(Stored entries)
<<<<
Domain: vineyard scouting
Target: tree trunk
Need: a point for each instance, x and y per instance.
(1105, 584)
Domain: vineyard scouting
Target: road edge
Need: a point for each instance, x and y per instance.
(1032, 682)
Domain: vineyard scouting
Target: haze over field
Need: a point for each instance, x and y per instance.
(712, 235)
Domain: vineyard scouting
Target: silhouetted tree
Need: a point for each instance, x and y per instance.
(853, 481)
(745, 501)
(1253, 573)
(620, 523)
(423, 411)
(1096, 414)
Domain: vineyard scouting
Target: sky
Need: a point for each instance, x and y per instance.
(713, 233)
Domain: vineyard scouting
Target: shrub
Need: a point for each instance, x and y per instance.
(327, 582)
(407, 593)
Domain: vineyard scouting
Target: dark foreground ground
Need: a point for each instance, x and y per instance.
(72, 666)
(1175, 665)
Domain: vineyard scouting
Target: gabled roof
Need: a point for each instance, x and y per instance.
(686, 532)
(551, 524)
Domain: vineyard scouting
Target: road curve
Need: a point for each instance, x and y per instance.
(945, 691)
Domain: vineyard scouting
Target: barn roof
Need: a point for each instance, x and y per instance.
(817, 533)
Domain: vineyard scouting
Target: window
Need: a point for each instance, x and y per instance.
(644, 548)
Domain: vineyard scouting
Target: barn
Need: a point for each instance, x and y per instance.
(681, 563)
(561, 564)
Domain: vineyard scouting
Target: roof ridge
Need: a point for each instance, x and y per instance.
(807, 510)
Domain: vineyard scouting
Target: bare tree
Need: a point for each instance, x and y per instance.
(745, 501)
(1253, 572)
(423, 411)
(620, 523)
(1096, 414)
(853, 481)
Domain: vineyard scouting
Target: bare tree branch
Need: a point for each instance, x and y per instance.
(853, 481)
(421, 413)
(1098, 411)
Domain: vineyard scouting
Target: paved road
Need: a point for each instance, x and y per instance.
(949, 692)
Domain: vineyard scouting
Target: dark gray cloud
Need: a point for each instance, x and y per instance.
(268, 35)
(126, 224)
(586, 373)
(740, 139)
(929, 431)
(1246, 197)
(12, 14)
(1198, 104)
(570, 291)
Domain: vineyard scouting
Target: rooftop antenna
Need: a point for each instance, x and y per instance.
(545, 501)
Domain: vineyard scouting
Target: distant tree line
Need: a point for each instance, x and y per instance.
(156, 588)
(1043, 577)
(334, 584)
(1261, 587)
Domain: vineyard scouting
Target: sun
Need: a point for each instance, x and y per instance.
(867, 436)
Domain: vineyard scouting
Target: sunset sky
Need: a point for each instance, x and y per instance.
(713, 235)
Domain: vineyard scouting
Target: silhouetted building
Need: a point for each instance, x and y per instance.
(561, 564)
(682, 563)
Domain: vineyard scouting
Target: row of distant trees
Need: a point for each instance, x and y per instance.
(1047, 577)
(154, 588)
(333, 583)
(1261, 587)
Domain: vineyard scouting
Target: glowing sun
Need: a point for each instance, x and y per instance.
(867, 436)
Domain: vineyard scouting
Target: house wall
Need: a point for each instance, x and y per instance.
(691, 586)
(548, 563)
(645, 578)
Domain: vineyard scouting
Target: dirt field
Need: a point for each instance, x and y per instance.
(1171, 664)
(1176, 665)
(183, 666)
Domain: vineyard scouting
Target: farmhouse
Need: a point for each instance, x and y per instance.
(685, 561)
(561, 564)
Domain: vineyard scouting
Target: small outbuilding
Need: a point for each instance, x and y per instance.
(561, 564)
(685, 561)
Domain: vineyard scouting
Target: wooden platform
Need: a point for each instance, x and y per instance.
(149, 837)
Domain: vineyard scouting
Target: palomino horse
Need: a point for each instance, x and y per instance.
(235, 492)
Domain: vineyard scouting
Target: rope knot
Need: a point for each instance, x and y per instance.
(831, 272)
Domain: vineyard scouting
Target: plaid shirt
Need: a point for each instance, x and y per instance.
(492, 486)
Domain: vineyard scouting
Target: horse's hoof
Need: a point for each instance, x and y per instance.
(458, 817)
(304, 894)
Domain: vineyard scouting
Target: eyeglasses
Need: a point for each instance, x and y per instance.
>>>>
== Request ==
Give an exact repetition of all the material.

== Reply ==
Domain: vineyard scouting
Target: tree trunk
Need: a point for each instance, x and y per instance.
(1105, 584)
Domain: vineyard scouting
Target: road edge
Need: a point for each instance, x and y per instance.
(1032, 682)
Domain: vineyard scouting
Target: haze over field
Need: a point for each instance, x and y per instance.
(712, 235)
Domain: vineyard scouting
Target: silhouetted tree
Need: a point for each instance, x and y per instance.
(853, 481)
(745, 501)
(1253, 573)
(620, 523)
(423, 411)
(1096, 414)
Domain: vineyard scouting
Target: sky
Need: a point for each instance, x and y per instance.
(713, 233)
Domain: vineyard scouting
Target: shrub
Need: a point for each instance, x and y per instance.
(327, 582)
(407, 593)
Domain: vineyard scouting
Target: dark foreground ground
Need: a point for each instance, x and y per instance.
(72, 666)
(1175, 665)
Domain: vineyard scouting
Target: gabled roof
Need: a point for each instance, x and y per instance.
(686, 532)
(551, 524)
Domain: vineyard scouting
Target: road curve
Need: a point for each instance, x and y per instance.
(945, 691)
Domain: vineyard scouting
Target: barn roof
Need: a point for each instance, x and y per instance.
(817, 533)
Domain: vineyard scouting
Target: window
Need: a point for each instance, x and y per instance.
(644, 548)
Domain: vineyard scouting
Target: barn
Need: a point for each instance, x and y per instance.
(681, 563)
(561, 564)
Domain: vineyard scouting
Target: roof ridge
Need: a point for each instance, x and y per instance.
(807, 510)
Domain: vineyard scouting
Target: bare tree
Need: a point for each instance, x and y per instance.
(745, 501)
(1253, 572)
(423, 411)
(620, 523)
(1096, 414)
(853, 481)
Domain: vineyard scouting
Target: bare tree branch
Need: a point for each instance, x and y per instance.
(853, 481)
(421, 413)
(1098, 411)
Domain: vineyard scouting
Target: paved road
Need: a point for each instance, x and y per instance.
(949, 692)
Domain: vineyard scouting
Target: dark gray cloud
Need: a point for each instance, x and y per instance.
(268, 35)
(126, 224)
(586, 373)
(740, 139)
(929, 431)
(1246, 197)
(12, 14)
(1198, 104)
(570, 291)
Domain: vineyard scouting
Target: rooftop antenna
Need: a point for each instance, x and y per instance.
(545, 501)
Domain: vineyard scouting
Target: distant tree line
Need: a point for each instance, x and y per instance.
(156, 588)
(1043, 577)
(334, 584)
(1261, 587)
Domain: vineyard scouting
Target: sun
Need: a point for each instance, x and y per instance.
(867, 436)
Domain: vineyard scouting
Target: sunset sky
Need: a point for each instance, x and y per instance.
(713, 235)
Domain: vineyard scouting
Target: silhouetted building
Need: a point for each instance, x and y per instance.
(561, 564)
(682, 563)
Domain: vineyard scouting
Target: row of distant trees
Need: a point for each instance, x and y per instance.
(1047, 577)
(154, 588)
(333, 583)
(1261, 587)
Domain: vineyard scouting
Target: glowing sun
Need: a point for each instance, x and y per instance.
(867, 436)
Domain: vineyard scouting
Target: house wall
Need: a point for each instance, x and y per instance.
(691, 586)
(548, 563)
(645, 578)
Domain: vineyard scouting
Target: dirt field
Need: a point for each instance, x and y per instance.
(1171, 664)
(1176, 665)
(183, 666)
Domain: vineyard scouting
Target: farmhouse
Need: a point for each instance, x and y per instance.
(685, 561)
(561, 564)
Domain: vineyard scouting
Target: small outbuilding
Need: a point for each instance, x and y per instance.
(561, 564)
(685, 561)
Domain: vineyard scouting
Target: wooden platform
Need: a point for each instance, x and y per instance.
(149, 837)
Domain: vineyard scouting
Target: palomino horse
Need: a point for each instance, x and y per instance.
(235, 492)
Domain: vineyard scouting
Target: rope knot
Need: a point for each instance, x and y per instance.
(831, 272)
Domain: vineyard scouting
Target: plaid shirt
Need: a point for each instance, x and y per instance.
(492, 486)
Domain: vineyard scouting
Target: horse's hoof
Need: a point for each instance, x and y per instance.
(458, 817)
(304, 894)
Domain: vineyard scouting
Target: eyeglasses
Need: a point for each instance, x and y per instance.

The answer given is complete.